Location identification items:
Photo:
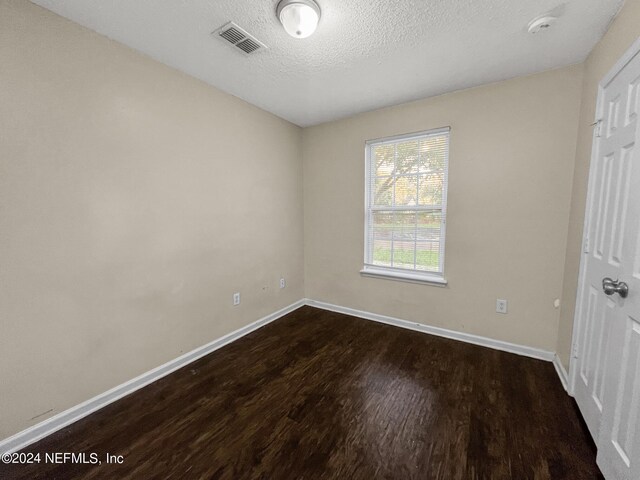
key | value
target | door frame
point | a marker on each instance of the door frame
(578, 318)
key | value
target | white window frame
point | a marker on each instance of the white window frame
(394, 273)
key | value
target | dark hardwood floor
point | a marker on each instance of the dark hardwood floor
(318, 394)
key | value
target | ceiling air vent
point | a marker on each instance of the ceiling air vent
(236, 36)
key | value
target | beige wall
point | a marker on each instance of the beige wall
(511, 160)
(622, 33)
(134, 200)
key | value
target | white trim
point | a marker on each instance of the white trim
(440, 332)
(403, 276)
(73, 414)
(37, 432)
(562, 373)
(577, 316)
(633, 50)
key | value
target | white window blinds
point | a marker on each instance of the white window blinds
(406, 197)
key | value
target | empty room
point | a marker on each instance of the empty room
(320, 239)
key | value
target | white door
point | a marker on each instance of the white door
(607, 367)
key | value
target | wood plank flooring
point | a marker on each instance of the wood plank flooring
(320, 395)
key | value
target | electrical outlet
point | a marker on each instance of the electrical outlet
(501, 306)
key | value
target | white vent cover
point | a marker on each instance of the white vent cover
(239, 38)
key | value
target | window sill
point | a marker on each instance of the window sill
(410, 277)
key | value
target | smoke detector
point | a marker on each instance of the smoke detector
(541, 23)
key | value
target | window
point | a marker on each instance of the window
(406, 204)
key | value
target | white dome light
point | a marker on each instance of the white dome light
(299, 17)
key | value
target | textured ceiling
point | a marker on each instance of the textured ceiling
(366, 54)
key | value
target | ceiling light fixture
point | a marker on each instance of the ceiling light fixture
(299, 17)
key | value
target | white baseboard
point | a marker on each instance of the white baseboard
(73, 414)
(562, 373)
(32, 434)
(440, 332)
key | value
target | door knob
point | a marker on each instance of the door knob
(610, 287)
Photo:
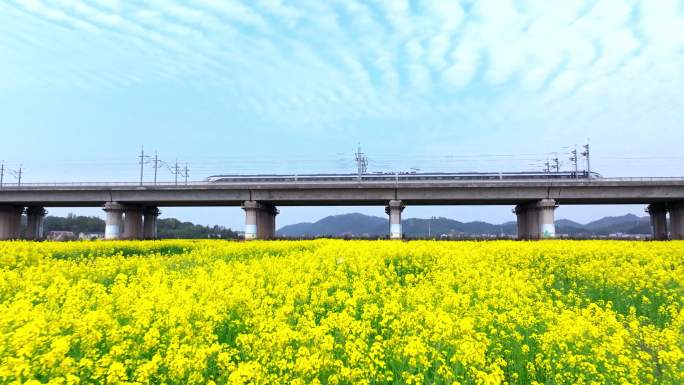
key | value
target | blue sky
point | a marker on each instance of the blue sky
(279, 86)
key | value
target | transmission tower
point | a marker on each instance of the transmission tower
(586, 156)
(574, 159)
(361, 161)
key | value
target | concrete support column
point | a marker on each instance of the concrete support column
(133, 223)
(114, 220)
(536, 220)
(35, 216)
(150, 215)
(10, 221)
(259, 220)
(547, 220)
(658, 213)
(521, 215)
(677, 220)
(394, 210)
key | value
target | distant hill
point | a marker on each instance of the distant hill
(360, 225)
(166, 227)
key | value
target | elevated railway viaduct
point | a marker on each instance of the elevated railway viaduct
(132, 210)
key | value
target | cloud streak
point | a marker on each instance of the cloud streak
(347, 58)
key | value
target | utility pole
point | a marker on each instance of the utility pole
(587, 155)
(574, 159)
(556, 163)
(361, 162)
(156, 166)
(142, 161)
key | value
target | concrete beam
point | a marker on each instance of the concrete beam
(318, 194)
(394, 209)
(658, 214)
(677, 220)
(10, 221)
(35, 216)
(259, 220)
(150, 215)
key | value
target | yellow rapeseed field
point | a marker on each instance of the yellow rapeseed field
(340, 312)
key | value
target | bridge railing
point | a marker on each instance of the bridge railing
(147, 185)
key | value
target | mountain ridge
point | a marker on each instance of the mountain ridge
(361, 225)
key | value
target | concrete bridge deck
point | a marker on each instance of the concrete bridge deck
(599, 191)
(534, 200)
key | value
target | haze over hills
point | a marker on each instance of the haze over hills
(360, 225)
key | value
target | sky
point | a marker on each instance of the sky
(273, 86)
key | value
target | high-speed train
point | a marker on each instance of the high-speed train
(401, 177)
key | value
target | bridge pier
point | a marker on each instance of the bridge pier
(10, 221)
(114, 220)
(536, 220)
(677, 220)
(133, 222)
(521, 214)
(259, 220)
(35, 216)
(150, 215)
(394, 209)
(658, 214)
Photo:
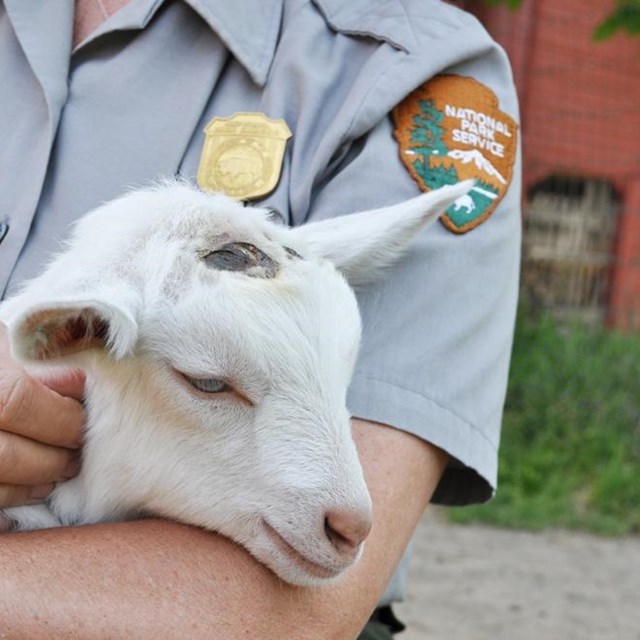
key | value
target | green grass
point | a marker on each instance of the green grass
(570, 453)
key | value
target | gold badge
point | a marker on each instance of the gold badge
(242, 155)
(451, 129)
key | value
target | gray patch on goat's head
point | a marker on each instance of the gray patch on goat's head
(242, 257)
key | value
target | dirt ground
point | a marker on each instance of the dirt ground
(479, 583)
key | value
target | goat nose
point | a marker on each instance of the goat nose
(347, 528)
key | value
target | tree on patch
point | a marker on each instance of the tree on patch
(426, 139)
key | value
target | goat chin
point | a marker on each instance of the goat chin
(218, 347)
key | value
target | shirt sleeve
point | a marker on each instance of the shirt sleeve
(438, 328)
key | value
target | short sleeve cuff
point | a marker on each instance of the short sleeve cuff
(471, 474)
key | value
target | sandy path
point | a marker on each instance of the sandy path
(477, 583)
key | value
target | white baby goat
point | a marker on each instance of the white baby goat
(218, 347)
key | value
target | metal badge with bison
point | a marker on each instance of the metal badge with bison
(242, 155)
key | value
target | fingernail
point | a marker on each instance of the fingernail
(72, 468)
(40, 491)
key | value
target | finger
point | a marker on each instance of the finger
(29, 408)
(15, 495)
(24, 461)
(68, 383)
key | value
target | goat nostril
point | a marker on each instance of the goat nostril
(346, 529)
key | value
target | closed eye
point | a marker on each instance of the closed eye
(208, 385)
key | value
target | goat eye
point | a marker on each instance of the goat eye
(243, 257)
(208, 385)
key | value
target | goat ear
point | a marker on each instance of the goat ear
(361, 245)
(49, 330)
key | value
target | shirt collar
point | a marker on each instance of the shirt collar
(249, 28)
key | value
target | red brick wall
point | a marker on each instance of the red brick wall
(580, 109)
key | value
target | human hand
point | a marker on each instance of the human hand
(41, 423)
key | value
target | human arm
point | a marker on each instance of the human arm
(160, 579)
(40, 431)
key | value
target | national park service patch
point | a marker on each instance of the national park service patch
(451, 129)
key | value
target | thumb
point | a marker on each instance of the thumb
(68, 383)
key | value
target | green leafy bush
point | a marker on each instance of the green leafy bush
(570, 453)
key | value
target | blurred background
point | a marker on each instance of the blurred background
(570, 456)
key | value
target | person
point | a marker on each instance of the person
(382, 99)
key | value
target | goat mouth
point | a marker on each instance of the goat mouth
(299, 559)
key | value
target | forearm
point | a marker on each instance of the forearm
(164, 580)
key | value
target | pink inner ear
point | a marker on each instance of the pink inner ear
(57, 333)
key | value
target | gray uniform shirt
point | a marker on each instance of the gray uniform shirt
(130, 103)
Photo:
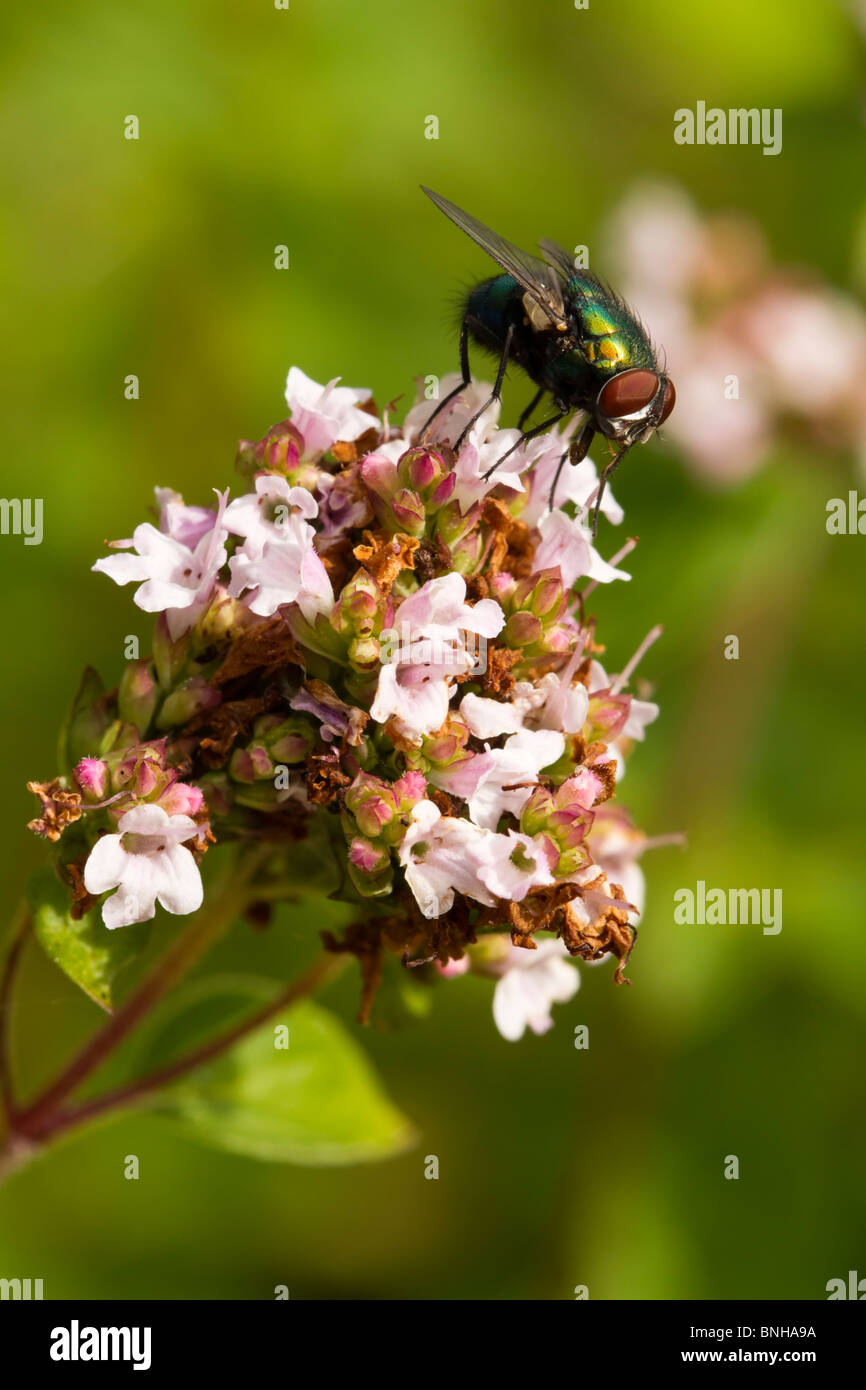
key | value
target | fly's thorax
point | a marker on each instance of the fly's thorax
(492, 302)
(612, 339)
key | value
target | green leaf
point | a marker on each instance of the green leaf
(316, 1102)
(85, 723)
(89, 954)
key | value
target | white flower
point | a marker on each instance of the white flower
(324, 414)
(148, 863)
(444, 855)
(260, 516)
(480, 453)
(173, 577)
(567, 545)
(416, 688)
(576, 483)
(530, 984)
(502, 779)
(552, 702)
(449, 424)
(278, 558)
(641, 712)
(489, 717)
(180, 521)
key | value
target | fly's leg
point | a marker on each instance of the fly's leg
(530, 409)
(608, 471)
(466, 378)
(576, 453)
(503, 362)
(530, 434)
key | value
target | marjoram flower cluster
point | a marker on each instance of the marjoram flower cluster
(377, 655)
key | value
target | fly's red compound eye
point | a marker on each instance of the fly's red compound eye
(628, 392)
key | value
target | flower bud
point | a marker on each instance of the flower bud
(192, 697)
(182, 799)
(136, 695)
(277, 452)
(92, 776)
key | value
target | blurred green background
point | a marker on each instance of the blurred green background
(306, 127)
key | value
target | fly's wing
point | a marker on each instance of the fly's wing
(558, 256)
(540, 280)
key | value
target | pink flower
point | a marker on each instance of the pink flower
(502, 779)
(182, 523)
(324, 414)
(173, 577)
(146, 863)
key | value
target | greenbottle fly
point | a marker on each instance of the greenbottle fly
(573, 337)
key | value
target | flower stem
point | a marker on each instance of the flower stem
(307, 983)
(10, 968)
(36, 1121)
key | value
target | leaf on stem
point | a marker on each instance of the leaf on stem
(314, 1101)
(85, 950)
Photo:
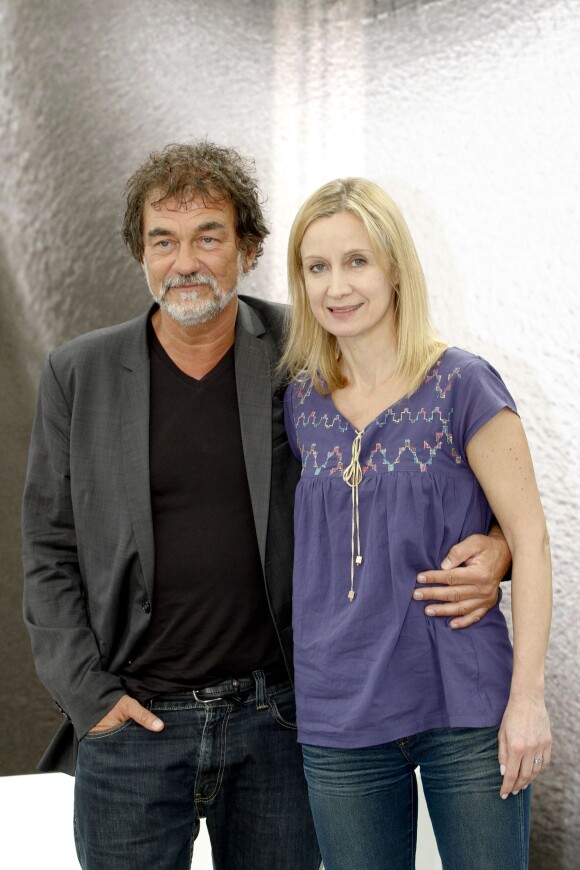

_What you are asked to do:_ Report every line of the material that contains the string "frame". Letter case matters.

_Output:_
target | door frame
point | a marker on each instance of the door frame
target | white window frame
point | a marker on each instance of the white window frame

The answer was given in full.